STATED EXERCISE A: Scale the listing below, reproducing only the lines from the one containing "of the tile" up to and including the one containing "[[179, 203]]", with the requests kept. In those lines, multiply every point coordinate in the answers by 2.55 and round each result to a whole number, rounding halves up.

Or perhaps more correctly: Here ARE the official end dates....


----------



## CrashHD

wow. your grammar are more gooder than his.


----------



## fasTLane

Good for another month. My latest bill says so.


----------



## incog-neato

You're more worser then my wife. 


tucsonbill said:


> Or perhaps more correctly: Here ARE the official end dates....


----------



## tucsonbill

incog-neato said:


> You're more worser then my wife.


a: Could be
b: Not worse than mine
c:Yes, but my grammar is more better
d: Could be the word you searched for was "than"


----------



## Nugget

RS4 said:


> Yup - we had the usual BS from a member who enjoys carrying on with an arrogant attitude, but got all bent out of shape when someone asks for clarification on one of his pontifications.


The best part about this summary is that both parties can walk away feeling as if they've been vindicated by it.


----------



## incog-neato

UPDATES: Check the screen crawls


----------



## Rich Peterson

Are these dates still pretty accurate? I'm especially interested in HBO. I want to use my HR10-250 for HBO HD as long as possible. Are we still looking at mid January cutoff?

Thanks.


----------



## stevel

There's been nothing announced to the contrary. I would assume that the date is as specified.


----------



## Cudahy

Since the new HDtivo could come as soon as July I wouldn't be surprised if they extended a few of them till then.


----------



## RBerryman

I have had a HR10-250 for a while and never added the HD package but was getting HBO and a couple of other channels in HD until I had an issue one day and had to call in and have them reset my TiVo function on another unit and they cut off all my HD. I recently added one of their HD units and got the new oval dish and am getting HD content on the new unit, but should I be getting any HD content on my HR10-250?

GIVEN DATA:

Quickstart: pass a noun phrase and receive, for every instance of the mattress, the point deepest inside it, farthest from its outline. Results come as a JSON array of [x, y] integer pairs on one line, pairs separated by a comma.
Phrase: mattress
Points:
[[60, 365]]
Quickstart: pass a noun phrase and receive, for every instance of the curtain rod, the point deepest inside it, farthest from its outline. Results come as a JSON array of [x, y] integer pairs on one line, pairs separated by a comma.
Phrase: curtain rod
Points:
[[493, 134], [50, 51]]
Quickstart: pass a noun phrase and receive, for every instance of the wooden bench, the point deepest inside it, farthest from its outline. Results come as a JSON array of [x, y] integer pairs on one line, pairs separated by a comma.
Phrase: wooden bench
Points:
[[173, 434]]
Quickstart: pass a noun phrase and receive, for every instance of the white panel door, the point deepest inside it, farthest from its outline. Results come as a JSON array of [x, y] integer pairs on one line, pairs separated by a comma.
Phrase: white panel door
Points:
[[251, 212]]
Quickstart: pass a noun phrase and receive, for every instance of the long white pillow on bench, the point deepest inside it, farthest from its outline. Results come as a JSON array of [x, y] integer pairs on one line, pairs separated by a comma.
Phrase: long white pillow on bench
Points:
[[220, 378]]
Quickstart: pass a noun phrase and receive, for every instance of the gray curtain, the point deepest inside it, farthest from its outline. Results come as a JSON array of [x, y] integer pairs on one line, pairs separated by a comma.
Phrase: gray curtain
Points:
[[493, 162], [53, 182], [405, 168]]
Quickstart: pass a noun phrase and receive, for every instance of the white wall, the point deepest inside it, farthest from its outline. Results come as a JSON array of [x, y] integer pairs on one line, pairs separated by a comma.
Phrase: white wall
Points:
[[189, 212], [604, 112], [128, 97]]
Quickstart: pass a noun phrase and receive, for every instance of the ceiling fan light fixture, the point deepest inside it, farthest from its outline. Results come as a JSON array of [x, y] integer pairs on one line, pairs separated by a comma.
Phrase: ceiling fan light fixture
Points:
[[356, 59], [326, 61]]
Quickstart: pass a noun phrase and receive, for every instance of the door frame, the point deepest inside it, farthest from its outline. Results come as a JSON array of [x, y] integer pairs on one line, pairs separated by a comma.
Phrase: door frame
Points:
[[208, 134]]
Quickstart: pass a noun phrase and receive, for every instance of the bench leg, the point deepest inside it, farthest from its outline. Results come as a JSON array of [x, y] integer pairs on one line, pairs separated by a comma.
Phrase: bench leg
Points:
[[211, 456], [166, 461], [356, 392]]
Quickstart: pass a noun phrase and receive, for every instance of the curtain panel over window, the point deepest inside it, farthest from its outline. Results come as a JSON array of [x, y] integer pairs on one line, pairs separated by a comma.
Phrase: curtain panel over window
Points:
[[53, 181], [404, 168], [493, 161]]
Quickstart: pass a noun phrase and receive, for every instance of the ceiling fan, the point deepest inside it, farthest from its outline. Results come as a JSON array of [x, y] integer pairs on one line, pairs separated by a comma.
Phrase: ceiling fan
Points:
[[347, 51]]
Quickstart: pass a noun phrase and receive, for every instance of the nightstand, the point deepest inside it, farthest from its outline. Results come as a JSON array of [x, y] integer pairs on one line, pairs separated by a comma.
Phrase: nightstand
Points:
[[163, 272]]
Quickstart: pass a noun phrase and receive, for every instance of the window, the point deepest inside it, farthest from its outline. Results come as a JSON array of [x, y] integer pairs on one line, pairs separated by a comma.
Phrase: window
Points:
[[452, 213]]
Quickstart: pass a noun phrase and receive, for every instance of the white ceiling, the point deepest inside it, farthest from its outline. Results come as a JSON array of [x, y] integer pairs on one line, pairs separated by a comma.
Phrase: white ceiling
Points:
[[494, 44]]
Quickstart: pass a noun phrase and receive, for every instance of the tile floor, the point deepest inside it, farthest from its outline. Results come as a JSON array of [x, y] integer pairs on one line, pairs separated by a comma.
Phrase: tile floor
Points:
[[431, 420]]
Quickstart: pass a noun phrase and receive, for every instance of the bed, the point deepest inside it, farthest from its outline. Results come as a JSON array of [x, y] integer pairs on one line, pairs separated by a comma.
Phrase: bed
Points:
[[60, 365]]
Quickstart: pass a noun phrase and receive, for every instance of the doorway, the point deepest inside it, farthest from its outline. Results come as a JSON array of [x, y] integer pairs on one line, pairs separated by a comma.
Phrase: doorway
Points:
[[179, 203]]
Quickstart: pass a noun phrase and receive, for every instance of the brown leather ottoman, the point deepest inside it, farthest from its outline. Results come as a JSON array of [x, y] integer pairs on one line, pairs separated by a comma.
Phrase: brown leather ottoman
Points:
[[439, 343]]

STATED EXERCISE B: Print the forum thread about HD channel end dates above in full, word for word.

WRITTEN SOLUTION A:
Quickstart: pass a noun phrase and receive, for every instance of the tile floor, the point deepest inside it, farthest from its outline. Results come as a JSON array of [x, y] integer pairs on one line, pairs separated by a comma.
Phrase: tile floor
Points:
[[1099, 1071]]
Quickstart: pass a noun phrase and receive, for every instance of the bed, the point deepest inside it, farthest from its outline. Results come as a JSON array of [x, y] integer pairs on one line, pairs separated by a comma.
Phrase: bed
Points:
[[153, 931]]
Quickstart: pass a noun phrase and receive, for every instance of the doorway, the point deepest inside it, farthest from its outline. Results come as a JSON array of [x, y] integer pairs on one line, pairs separated by a comma.
Phrase: doorway
Points:
[[456, 518]]

WRITTEN SOLUTION B:
Or perhaps more correctly: Here ARE the official end dates....


----------



## CrashHD

wow. your grammar are more gooder than his.


----------



## fasTLane

Good for another month. My latest bill says so.


----------



## incog-neato

You're more worser then my wife. 


tucsonbill said:


> Or perhaps more correctly: Here ARE the official end dates....


----------



## tucsonbill

incog-neato said:


> You're more worser then my wife.


a: Could be
b: Not worse than mine
c:Yes, but my grammar is more better
d: Could be the word you searched for was "than"


----------



## Nugget

RS4 said:


> Yup - we had the usual BS from a member who enjoys carrying on with an arrogant attitude, but got all bent out of shape when someone asks for clarification on one of his pontifications.


The best part about this summary is that both parties can walk away feeling as if they've been vindicated by it.


----------



## incog-neato

UPDATES: Check the screen crawls


----------



## Rich Peterson

Are these dates still pretty accurate? I'm especially interested in HBO. I want to use my HR10-250 for HBO HD as long as possible. Are we still looking at mid January cutoff?

Thanks.


----------



## stevel

There's been nothing announced to the contrary. I would assume that the date is as specified.


----------



## Cudahy

Since the new HDtivo could come as soon as July I wouldn't be surprised if they extended a few of them till then.


----------



## RBerryman

I have had a HR10-250 for a while and never added the HD package but was getting HBO and a couple of other channels in HD until I had an issue one day and had to call in and have them reset my TiVo function on another unit and they cut off all my HD. I recently added one of their HD units and got the new oval dish and am getting HD content on the new unit, but should I be getting any HD content on my HR10-250?